● PROVIDED RECORDS
Content starts

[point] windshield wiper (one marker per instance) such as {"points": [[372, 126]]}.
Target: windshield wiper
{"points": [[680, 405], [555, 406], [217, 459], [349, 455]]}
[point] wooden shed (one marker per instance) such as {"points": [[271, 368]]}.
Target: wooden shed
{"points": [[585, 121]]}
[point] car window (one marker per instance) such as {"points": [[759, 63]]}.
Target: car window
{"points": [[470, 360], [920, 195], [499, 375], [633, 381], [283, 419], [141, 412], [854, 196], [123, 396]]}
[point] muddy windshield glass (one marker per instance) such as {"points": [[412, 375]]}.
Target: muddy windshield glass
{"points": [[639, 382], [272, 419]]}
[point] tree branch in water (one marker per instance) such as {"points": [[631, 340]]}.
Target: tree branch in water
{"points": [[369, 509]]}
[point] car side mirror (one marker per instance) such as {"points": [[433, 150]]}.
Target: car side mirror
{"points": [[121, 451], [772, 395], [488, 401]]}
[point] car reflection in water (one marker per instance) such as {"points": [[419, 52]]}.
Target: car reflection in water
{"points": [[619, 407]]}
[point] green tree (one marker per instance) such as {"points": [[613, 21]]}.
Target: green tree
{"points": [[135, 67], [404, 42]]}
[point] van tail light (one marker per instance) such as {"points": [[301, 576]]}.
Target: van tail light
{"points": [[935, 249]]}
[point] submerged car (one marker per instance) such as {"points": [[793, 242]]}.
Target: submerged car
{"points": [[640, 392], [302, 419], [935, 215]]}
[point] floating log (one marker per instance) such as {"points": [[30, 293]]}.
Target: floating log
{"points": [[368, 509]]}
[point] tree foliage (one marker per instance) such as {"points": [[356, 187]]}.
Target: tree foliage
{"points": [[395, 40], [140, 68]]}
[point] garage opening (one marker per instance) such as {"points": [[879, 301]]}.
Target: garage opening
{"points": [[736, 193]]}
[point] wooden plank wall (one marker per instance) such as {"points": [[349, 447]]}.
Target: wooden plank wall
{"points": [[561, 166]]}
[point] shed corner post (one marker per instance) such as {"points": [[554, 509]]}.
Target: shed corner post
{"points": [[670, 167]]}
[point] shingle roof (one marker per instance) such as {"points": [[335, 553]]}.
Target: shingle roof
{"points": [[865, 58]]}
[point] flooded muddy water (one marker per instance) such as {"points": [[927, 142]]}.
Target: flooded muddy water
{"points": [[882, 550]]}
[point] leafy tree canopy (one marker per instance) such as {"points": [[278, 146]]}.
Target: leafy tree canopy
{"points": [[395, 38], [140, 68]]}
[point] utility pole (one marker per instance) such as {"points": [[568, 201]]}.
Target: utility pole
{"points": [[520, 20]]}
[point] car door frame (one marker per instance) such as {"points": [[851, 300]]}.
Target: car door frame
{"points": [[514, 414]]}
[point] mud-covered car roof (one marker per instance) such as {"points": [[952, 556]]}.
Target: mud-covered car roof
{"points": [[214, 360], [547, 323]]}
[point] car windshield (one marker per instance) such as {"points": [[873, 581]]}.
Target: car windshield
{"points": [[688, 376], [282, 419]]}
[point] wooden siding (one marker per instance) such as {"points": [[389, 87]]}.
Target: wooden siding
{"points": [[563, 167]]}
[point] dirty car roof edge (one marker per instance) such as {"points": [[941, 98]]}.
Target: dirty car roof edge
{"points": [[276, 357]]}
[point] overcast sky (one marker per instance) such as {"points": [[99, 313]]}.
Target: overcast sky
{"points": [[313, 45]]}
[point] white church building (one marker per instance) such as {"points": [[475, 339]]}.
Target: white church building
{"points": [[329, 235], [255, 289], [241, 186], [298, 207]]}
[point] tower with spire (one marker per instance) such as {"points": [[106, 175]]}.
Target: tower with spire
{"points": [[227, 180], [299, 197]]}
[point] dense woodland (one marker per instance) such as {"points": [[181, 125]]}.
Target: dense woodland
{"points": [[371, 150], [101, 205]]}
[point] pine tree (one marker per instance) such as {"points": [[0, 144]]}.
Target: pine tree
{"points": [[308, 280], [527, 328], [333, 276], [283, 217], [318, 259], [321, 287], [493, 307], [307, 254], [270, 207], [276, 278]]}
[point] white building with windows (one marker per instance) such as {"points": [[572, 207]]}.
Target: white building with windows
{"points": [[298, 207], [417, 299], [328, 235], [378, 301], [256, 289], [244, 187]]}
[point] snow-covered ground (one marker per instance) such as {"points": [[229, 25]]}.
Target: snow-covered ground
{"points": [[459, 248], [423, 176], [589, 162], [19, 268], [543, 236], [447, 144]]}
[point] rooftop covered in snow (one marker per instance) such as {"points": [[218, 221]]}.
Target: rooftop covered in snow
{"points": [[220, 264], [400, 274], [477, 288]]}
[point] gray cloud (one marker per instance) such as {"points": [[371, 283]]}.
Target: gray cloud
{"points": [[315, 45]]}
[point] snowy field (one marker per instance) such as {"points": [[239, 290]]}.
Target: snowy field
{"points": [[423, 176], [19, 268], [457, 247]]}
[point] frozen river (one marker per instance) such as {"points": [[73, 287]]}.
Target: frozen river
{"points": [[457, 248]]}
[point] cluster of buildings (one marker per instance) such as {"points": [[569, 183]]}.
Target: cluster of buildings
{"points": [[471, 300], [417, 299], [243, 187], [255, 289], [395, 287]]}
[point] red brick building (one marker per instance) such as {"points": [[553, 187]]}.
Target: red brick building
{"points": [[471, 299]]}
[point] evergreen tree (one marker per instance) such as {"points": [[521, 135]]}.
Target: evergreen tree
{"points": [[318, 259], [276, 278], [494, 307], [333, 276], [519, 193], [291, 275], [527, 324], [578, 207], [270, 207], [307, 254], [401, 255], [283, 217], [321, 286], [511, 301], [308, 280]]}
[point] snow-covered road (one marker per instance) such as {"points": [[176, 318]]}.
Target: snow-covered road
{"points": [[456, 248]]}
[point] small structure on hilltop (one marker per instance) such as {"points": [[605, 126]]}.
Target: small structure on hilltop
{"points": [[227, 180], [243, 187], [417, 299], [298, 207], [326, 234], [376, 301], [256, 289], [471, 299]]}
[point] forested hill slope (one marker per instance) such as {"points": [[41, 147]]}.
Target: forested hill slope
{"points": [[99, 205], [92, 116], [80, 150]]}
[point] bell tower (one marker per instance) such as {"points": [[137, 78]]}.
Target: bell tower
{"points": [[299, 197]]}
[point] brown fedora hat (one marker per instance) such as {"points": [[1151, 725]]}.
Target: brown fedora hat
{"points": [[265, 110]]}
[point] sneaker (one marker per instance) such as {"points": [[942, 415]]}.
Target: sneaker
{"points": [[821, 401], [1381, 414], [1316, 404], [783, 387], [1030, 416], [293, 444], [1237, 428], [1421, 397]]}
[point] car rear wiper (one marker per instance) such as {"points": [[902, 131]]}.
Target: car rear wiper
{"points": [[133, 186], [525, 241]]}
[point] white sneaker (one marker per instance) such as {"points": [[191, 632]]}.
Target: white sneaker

Content ends

● INSTRUCTIONS FOR THE TASK
Your response should consist of the data above, duplicated exactly.

● RESPONSE
[point] windshield wiper (one marker per instance) such as {"points": [[372, 126]]}.
Target: windshield wiper
{"points": [[680, 405], [555, 406], [217, 459], [349, 455]]}
[point] wooden shed (one marker per instance) such as {"points": [[271, 368]]}.
Target: wooden shed
{"points": [[585, 121]]}
[point] car window (one marker per instance) such as {"points": [[759, 63]]}.
Target: car window
{"points": [[470, 360], [920, 195], [499, 375], [633, 381], [283, 419], [141, 412], [854, 196], [123, 396]]}
[point] muddy windshield glass (one marker per instance) such as {"points": [[412, 375]]}.
Target: muddy windshield glass
{"points": [[639, 382], [272, 419]]}
[point] tree branch in water (one marker per instance) such as {"points": [[631, 340]]}.
Target: tree branch in water
{"points": [[369, 509]]}
[point] car side mirror (one marker per instance) such as {"points": [[433, 150]]}.
Target: car side mirror
{"points": [[121, 451], [772, 395], [488, 401]]}
[point] car reflection in water (one marker per instance) such as {"points": [[419, 52]]}.
Target: car reflection in water
{"points": [[619, 407]]}
[point] green tree (one marker per instance) such as {"points": [[613, 21]]}.
Target: green tree
{"points": [[135, 67], [404, 42]]}
[point] van tail light (one marker per instance) such as {"points": [[301, 576]]}.
Target: van tail light
{"points": [[935, 249]]}
[point] submerged car (one marker per instance) such as {"points": [[793, 242]]}.
Target: submerged car
{"points": [[640, 392], [302, 419], [935, 215]]}
[point] floating log (one marker per instance) such as {"points": [[30, 293]]}.
Target: floating log
{"points": [[368, 509]]}
[point] tree foliage (one marker per instance) such as {"points": [[356, 187]]}.
Target: tree foliage
{"points": [[395, 40], [140, 68]]}
[point] garage opening (one marker per instance) such as {"points": [[879, 301]]}.
Target: garage opening
{"points": [[736, 193]]}
[point] wooden plank wall (one marker per instance) such as {"points": [[349, 447]]}.
Target: wooden plank wall
{"points": [[561, 166]]}
[point] shed corner post (one marker per instance) such as {"points": [[554, 509]]}.
Target: shed corner post
{"points": [[670, 167]]}
[point] shingle roof (one marker per instance) such as {"points": [[335, 553]]}.
Target: shingle roof
{"points": [[865, 58]]}
[point] flooded muddy water (one marker per instance) such as {"points": [[927, 142]]}.
Target: flooded muddy water
{"points": [[882, 550]]}
[point] leafy tree canopy (one marker per instance) such as {"points": [[278, 146]]}.
Target: leafy tree canopy
{"points": [[395, 38], [140, 68]]}
[point] utility pole (one marker per instance) such as {"points": [[568, 201]]}.
Target: utility pole
{"points": [[520, 20]]}
[point] car door frame (one marker per instance) such as {"points": [[851, 300]]}.
Target: car door frame
{"points": [[514, 414]]}
[point] mud-covered car roof (one marker per instance) such as {"points": [[952, 556]]}.
Target: mud-covered car roof
{"points": [[214, 360], [547, 323]]}
[point] car windshield (one marker per instance) such as {"points": [[873, 581]]}.
Target: car windshield
{"points": [[688, 376], [282, 419]]}
[point] wooden siding (one marker per instance) such as {"points": [[389, 87]]}.
Target: wooden siding
{"points": [[563, 167]]}
[point] dirty car roof edge (one marker per instance) such as {"points": [[941, 98]]}.
Target: dirty car roof edge
{"points": [[276, 357]]}
[point] overcast sky (one marker per instance) such as {"points": [[99, 313]]}.
Target: overcast sky
{"points": [[313, 45]]}
[point] white church building (one marker per instance) such as {"points": [[475, 339]]}.
Target: white church building
{"points": [[329, 235], [255, 289], [241, 186], [298, 207]]}
[point] tower with spire (one marker per instance) such as {"points": [[106, 175]]}.
Target: tower with spire
{"points": [[227, 180], [299, 197]]}
[point] dense woodland (one marker per instance) such as {"points": [[181, 125]]}.
Target: dense woodland
{"points": [[371, 150], [101, 205]]}
[point] pine tree (one marker per instance) such as {"points": [[0, 144]]}.
Target: pine tree
{"points": [[308, 280], [527, 328], [333, 276], [283, 217], [318, 259], [321, 287], [493, 307], [307, 254], [270, 207], [276, 278]]}
[point] white building with windows (one marker per instance) such as {"points": [[572, 207]]}.
Target: white building with windows
{"points": [[298, 207], [417, 299], [328, 235], [378, 301], [256, 289], [244, 187]]}
[point] snow-covered ground (one marker per instance) such as {"points": [[229, 25]]}.
Target: snow-covered ground
{"points": [[459, 248], [423, 176], [589, 162], [19, 268], [543, 236], [447, 144]]}
[point] rooftop covered in snow (one marker per instance) such as {"points": [[218, 221]]}.
Target: rooftop covered in snow
{"points": [[220, 264], [400, 274], [477, 288]]}
[point] gray cloud (one marker per instance) such as {"points": [[371, 283]]}.
Target: gray cloud
{"points": [[315, 45]]}
[point] snowy field (one marker per instance) such as {"points": [[239, 290]]}.
Target: snowy field
{"points": [[423, 176], [19, 268], [457, 247]]}
[point] frozen river (one marker per instance) such as {"points": [[73, 287]]}.
Target: frozen river
{"points": [[457, 248]]}
[point] cluster of buildings (one marker per instance) such as {"points": [[569, 183]]}.
Target: cluster of buildings
{"points": [[471, 300], [417, 299], [243, 187], [255, 289], [395, 287]]}
[point] red brick building (one marker per instance) such as {"points": [[553, 187]]}.
Target: red brick building
{"points": [[471, 299]]}
[point] evergreen tree (one marker per instance) such as {"points": [[521, 135]]}.
Target: evergreen tree
{"points": [[318, 259], [276, 278], [494, 307], [333, 276], [519, 193], [291, 275], [527, 324], [578, 207], [270, 207], [307, 254], [401, 255], [283, 217], [321, 286], [511, 301], [308, 280]]}
[point] snow-covered road (one marker per instance) such as {"points": [[176, 318]]}.
Target: snow-covered road
{"points": [[456, 248]]}
[point] small structure on hilltop (one marker per instance) such as {"points": [[605, 126]]}.
Target: small structure on hilltop
{"points": [[227, 180], [243, 187], [417, 299], [298, 207], [326, 234], [376, 301], [256, 289], [471, 299]]}
[point] forested hill slope (one marker per instance) such as {"points": [[41, 147]]}.
Target: forested hill slope
{"points": [[99, 205], [92, 116], [80, 150]]}
[point] bell tower (one marker per instance) such as {"points": [[137, 78]]}.
Target: bell tower
{"points": [[299, 197]]}
[point] brown fedora hat (one marker per instance) such as {"points": [[1151, 725]]}.
Target: brown fedora hat
{"points": [[265, 110]]}
[point] sneaker (one marker per instance) such as {"points": [[942, 415]]}.
Target: sneaker
{"points": [[821, 401], [1381, 414], [1316, 404], [783, 387], [1030, 416], [293, 444], [1237, 428], [1421, 397]]}
[point] car rear wiper (one marker per instance) such as {"points": [[902, 131]]}.
Target: car rear wiper
{"points": [[133, 186], [525, 241]]}
[point] white sneaker (one marker per instance) such as {"points": [[191, 632]]}.
Target: white sneaker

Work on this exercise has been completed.